The Man Behind Portsmouth's Medical Marijuana
An in-depth look at Dr. Seth Bock, who is seeking a license to open a proposed marijuana dispensary center on Highpoint Avenue.
For those of you who might have missed it, Rhode Island is poised to become one of only six states that have decriminalized medical marijuana dispensaries for the cultivation and distribution of the herb, and Aquidneck Island-based Dr. Seth Bock, who owns and operates the Newport Acupuncture and Wellness Spa in Middletown, is one of 15 applicants vying for one-to-three licenses that the state is expected to issue soon. If approved, Bock intends to open the non-profit entity at 200 Highpoint Ave., Unit B-6, under the proposed name "Greenleaf Compassionate Care Center."
Bock, 37, is well over 6-feet-tall, slim and fit, a strikingly handsome and articulate man reminiscent of Jon Hamm, the actor who portrays the character Don Draper on the popular television period drama "Mad Men." But it's Bock's background in medical research ethics, oncology treatment and Chinese medicine that is most impressive with respect to his plan to bring a compassion center - Rhode Island's somewhat curious appellation for a licensed marijuana cultivation and dispensary facility - to Portsmouth. His career has included stints as the manager of Regulatory Affairs for the Department of Interventional Cardiology at Brigham and Women's Hospital, as well work with the Dana-Farber Cancer Institute, both in Boston.
"Chinese medicine, which dates back over 2,000 years, brings me in contact with over 400 herbal remedies on a daily basis," said Bock. "Marijuana is part of that pharmacopeia, and having witnessed its efficacy in clinical settings countless times, it's a no-brainer that I would seek to provide my patients, under state-approved conditions, something that could help them."

▶ [Given information]:
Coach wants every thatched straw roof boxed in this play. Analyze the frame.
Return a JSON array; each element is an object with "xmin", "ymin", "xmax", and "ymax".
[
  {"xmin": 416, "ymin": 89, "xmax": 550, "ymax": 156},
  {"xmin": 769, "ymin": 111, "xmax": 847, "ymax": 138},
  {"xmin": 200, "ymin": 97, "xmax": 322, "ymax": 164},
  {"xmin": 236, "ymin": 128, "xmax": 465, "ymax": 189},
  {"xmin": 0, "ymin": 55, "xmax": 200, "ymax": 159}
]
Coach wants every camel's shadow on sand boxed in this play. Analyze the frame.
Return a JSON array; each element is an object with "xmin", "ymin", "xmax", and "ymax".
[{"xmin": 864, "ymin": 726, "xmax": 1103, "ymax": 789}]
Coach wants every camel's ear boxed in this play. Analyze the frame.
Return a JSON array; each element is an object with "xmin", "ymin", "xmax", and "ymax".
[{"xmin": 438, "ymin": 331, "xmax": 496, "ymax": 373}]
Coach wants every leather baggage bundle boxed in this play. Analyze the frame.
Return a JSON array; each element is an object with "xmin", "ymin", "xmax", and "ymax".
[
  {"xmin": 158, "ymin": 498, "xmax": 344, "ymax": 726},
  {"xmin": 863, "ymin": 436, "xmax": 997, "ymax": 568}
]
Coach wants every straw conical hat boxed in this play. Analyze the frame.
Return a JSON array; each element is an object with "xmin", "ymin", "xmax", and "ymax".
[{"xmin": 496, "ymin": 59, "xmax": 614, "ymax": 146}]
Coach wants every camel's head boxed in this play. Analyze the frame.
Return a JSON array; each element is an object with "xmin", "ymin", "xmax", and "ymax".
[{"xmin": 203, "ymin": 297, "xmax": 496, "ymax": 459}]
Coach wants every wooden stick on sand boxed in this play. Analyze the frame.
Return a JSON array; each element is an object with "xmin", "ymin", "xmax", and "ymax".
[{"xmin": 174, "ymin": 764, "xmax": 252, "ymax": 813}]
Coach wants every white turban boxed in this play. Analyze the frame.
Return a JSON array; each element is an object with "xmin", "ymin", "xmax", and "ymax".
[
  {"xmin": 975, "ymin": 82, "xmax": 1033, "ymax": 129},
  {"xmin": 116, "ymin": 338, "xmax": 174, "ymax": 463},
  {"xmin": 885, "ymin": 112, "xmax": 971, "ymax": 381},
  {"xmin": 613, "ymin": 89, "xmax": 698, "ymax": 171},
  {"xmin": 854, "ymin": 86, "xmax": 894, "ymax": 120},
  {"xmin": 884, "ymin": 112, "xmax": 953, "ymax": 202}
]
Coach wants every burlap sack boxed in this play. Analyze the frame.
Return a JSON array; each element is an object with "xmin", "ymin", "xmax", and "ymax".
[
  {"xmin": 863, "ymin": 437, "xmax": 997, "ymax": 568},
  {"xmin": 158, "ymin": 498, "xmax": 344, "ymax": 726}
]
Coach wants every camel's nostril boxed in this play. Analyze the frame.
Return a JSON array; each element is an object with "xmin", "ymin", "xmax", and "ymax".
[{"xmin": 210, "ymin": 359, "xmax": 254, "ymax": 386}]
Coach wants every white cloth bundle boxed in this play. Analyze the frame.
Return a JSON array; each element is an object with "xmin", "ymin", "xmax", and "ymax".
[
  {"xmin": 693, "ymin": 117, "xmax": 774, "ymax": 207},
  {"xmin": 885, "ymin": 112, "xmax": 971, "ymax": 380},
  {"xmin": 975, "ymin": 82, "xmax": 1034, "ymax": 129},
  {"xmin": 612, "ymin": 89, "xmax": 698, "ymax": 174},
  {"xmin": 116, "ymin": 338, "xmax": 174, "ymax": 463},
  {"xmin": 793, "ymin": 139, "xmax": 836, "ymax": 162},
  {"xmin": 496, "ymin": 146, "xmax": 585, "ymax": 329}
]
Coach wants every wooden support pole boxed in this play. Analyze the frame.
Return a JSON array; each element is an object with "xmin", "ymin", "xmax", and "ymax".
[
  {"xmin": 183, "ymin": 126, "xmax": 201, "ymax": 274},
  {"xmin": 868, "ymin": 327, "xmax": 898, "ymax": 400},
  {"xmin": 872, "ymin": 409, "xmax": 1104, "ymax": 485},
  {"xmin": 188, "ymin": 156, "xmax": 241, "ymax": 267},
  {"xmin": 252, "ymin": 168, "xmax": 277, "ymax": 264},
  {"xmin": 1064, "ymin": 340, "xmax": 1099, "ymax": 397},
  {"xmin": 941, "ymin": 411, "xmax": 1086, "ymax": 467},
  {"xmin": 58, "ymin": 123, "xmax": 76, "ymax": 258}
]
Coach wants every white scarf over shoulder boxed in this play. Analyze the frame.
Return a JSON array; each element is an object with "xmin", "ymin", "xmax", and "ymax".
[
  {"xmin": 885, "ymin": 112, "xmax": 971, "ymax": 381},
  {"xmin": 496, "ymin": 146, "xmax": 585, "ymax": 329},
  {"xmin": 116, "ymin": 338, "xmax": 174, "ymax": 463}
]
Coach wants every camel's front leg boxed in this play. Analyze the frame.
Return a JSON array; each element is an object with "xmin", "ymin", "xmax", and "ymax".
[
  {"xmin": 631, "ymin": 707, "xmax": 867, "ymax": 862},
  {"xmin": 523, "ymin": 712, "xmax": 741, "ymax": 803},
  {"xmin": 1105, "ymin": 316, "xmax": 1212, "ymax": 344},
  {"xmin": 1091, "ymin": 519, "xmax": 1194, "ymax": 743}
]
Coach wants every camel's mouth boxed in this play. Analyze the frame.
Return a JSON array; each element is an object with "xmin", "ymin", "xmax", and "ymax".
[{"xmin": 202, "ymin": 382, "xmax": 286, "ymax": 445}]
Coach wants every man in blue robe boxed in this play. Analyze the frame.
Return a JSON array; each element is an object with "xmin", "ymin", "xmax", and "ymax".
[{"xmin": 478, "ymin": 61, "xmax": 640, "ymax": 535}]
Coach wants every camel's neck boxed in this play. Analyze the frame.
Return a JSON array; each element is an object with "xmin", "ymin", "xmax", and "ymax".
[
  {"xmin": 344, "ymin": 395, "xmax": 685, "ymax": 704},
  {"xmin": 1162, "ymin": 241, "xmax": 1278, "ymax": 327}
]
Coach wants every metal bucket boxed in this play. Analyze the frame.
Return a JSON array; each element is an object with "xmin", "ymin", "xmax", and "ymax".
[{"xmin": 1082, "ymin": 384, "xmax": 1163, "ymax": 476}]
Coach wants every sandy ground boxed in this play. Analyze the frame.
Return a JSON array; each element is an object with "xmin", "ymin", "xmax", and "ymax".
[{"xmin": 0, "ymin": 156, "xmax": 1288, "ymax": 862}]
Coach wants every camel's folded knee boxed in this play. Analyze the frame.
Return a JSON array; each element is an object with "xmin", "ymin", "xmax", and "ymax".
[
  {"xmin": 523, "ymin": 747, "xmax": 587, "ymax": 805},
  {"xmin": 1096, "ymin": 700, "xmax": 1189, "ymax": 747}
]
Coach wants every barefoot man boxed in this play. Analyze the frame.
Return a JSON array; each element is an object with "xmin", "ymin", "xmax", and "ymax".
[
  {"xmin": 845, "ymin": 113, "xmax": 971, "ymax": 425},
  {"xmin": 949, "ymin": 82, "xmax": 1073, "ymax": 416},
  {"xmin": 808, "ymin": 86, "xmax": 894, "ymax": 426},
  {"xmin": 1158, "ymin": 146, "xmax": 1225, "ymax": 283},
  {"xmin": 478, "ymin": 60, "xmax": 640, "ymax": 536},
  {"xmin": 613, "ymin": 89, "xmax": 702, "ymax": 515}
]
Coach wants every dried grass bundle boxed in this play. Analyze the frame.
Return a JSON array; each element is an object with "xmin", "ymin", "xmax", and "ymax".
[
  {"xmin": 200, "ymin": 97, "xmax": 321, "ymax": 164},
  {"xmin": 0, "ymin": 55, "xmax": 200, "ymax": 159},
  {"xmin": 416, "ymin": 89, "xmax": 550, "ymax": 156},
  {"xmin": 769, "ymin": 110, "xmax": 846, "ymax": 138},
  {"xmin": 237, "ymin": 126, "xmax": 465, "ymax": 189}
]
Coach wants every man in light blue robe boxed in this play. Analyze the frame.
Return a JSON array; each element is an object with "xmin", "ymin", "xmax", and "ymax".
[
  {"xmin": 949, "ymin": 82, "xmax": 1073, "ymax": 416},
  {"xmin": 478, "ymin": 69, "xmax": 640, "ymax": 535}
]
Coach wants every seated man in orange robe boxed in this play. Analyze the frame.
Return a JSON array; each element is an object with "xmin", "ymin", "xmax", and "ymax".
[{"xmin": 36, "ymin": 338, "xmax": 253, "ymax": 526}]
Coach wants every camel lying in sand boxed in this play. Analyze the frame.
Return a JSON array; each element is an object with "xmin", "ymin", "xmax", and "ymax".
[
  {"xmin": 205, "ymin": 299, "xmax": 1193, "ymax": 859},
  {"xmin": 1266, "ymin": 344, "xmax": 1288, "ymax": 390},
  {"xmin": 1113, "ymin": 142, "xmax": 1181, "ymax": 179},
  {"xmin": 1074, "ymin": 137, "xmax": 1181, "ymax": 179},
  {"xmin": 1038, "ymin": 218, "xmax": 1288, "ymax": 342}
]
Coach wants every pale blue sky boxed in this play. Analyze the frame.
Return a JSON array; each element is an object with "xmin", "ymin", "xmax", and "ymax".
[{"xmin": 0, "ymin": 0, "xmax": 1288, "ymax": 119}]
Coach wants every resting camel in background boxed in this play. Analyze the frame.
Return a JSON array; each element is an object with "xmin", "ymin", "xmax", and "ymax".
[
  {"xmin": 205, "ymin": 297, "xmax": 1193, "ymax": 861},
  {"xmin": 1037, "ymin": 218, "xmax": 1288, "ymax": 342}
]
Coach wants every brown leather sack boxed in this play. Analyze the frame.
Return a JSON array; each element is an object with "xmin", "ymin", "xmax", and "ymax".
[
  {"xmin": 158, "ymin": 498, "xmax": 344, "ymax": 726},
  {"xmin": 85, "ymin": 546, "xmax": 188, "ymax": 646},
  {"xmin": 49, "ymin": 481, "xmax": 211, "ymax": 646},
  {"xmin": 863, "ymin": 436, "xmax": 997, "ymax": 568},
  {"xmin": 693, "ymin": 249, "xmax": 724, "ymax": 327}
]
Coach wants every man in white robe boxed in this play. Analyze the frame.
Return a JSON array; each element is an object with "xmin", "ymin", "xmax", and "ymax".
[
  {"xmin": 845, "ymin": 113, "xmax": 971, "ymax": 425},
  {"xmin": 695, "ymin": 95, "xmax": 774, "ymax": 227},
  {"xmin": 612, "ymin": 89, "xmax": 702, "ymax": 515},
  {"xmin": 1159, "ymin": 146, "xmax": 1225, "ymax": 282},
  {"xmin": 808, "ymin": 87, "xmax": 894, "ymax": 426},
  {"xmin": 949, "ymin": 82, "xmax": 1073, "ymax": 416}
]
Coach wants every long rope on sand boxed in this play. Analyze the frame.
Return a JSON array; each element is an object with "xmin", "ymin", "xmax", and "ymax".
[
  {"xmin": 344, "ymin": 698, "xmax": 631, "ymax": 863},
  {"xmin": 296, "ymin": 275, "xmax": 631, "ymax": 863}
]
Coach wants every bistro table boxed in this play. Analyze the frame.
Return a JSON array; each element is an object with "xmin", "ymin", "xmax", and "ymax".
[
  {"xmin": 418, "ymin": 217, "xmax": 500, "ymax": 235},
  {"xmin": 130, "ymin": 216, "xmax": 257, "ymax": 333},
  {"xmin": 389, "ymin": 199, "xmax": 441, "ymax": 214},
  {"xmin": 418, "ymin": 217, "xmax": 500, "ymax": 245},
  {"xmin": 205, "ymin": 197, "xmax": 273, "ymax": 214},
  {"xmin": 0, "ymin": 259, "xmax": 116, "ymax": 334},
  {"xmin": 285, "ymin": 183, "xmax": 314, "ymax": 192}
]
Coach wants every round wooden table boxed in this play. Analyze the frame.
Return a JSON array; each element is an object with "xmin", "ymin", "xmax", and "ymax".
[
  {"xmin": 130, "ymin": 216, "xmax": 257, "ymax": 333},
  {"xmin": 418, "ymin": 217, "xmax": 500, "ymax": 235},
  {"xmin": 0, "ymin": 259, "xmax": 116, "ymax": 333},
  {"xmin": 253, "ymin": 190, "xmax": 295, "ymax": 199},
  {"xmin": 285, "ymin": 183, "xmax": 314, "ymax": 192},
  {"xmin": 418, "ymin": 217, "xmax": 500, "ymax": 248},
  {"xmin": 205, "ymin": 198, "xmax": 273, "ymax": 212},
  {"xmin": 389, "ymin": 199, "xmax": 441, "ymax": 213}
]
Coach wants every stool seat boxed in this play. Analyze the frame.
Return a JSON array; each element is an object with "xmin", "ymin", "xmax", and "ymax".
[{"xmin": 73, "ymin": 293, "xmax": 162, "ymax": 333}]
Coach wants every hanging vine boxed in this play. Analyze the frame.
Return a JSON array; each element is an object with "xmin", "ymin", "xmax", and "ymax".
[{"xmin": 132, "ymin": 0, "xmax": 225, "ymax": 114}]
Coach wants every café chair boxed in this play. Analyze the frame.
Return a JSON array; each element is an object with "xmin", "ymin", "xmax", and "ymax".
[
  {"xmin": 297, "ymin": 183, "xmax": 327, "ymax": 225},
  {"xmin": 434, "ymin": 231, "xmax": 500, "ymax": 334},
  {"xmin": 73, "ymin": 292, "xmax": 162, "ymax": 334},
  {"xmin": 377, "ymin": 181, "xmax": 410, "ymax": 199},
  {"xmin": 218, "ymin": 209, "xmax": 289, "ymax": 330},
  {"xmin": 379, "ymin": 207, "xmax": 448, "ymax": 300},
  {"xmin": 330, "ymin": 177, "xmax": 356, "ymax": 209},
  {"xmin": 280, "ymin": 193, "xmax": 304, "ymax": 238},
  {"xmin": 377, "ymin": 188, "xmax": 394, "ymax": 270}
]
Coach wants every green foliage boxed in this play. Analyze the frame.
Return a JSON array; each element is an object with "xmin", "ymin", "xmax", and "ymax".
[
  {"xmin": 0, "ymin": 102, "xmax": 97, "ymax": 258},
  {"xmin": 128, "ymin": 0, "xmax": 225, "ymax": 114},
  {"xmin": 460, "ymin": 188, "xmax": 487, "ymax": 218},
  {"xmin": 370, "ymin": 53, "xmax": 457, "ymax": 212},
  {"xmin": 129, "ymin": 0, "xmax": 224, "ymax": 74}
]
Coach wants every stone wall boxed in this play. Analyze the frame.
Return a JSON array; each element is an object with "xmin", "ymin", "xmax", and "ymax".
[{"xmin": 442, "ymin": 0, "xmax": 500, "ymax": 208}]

▶ [Questions]:
• a. Duplicate the portion of the article about Dr. Seth Bock from "Bock, 37, is" to "both in Boston.", word for word.
• b. Answer these questions using the article about Dr. Seth Bock:
(i) How many applicants are competing for the licenses the state is expected to issue?
(ii) How old is Bock?
(iii) According to Bock, Chinese medicine puts him in contact with how many herbal remedies each day?
• c. Resume the article about Dr. Seth Bock, picking up right after its last sentence.

▶ [Results for the exercise]:
• a.
Bock, 37, is well over 6-feet-tall, slim and fit, a strikingly handsome and articulate man reminiscent of Jon Hamm, the actor who portrays the character Don Draper on the popular television period drama "Mad Men." But it's Bock's background in medical research ethics, oncology treatment and Chinese medicine that is most impressive with respect to his plan to bring a compassion center - Rhode Island's somewhat curious appellation for a licensed marijuana cultivation and dispensary facility - to Portsmouth. His career has included stints as the manager of Regulatory Affairs for the Department of Interventional Cardiology at Brigham and Women's Hospital, as well work with the Dana-Farber Cancer Institute, both in Boston.

• b.
(i) 15
(ii) 37
(iii) Over 400

• c.
For the Greenleaf Compassionate Care Center, Bock has assembled a highly credible team of established professionals with diversely qualified backgrounds, including Dr. David Cunningham, a family practice physician and former board chair of the Newport Hospital; Richard Radebach, president of the Wellness Company, a non-profit medical services provider that administers programs for the Rhode Island Department of Health; and Dennis Reid, a licensed pharmacist and medical technician.
Greenleaf's horticulture specialist is currently a caregiver for the Rhode Island Medical Marijuana Program (RIMMP). Caregivers are legally entitled to manufacture or possess medical marijuana in order to provide it to patients.
It's been three years since Rhode Island first decriminalized marijuana for the treatment of certain chronic or debilitating conditions. Among them, cancer, glaucoma, HIV, Hepatitis C, Crohn's disease, and severe pain and nausea. Rhode Island law provides exemption from state and local criminal prosecution for patients or caregivers with a Medical Marijuana Program identification card, as long as the patients and caregivers remain within the limits for quantity of marijuana under the state law.
Presently, those limits are possession or distribution of no more than two and a half ounces, no more than 12 mature marijuana plants, and no more than 12 immature marijuana plants. The current law also states that no person may have more than two caregivers, and no caregiver can have more than 24 mature plants, 12 seedlings and five ounces of marijuana, regardless of the number of patients.
Trouble is, for patients attempting to gain access to marijuana for medicinal purpose, do-it-yourself cultivation is no easy task. And acquiring it can be even more difficult, shrouded in secrecy, or, given issues of security, can even put one's life at risk. Such was the case this past April, when a licensed caregiver and medical marijuana patient living in Providence shot and killed an intruder who had broken into his apartment in an apparent attempt to steal his harvest. The new law, the Edward O. Hawkins and Thomas C. Slater Medical Marijuana Act, is intended to change all that, with regulations and provisions for who, where, how much, for whom, and under what secure conditions, caregivers operating compassion centers can provide medical marijuana to patients in need.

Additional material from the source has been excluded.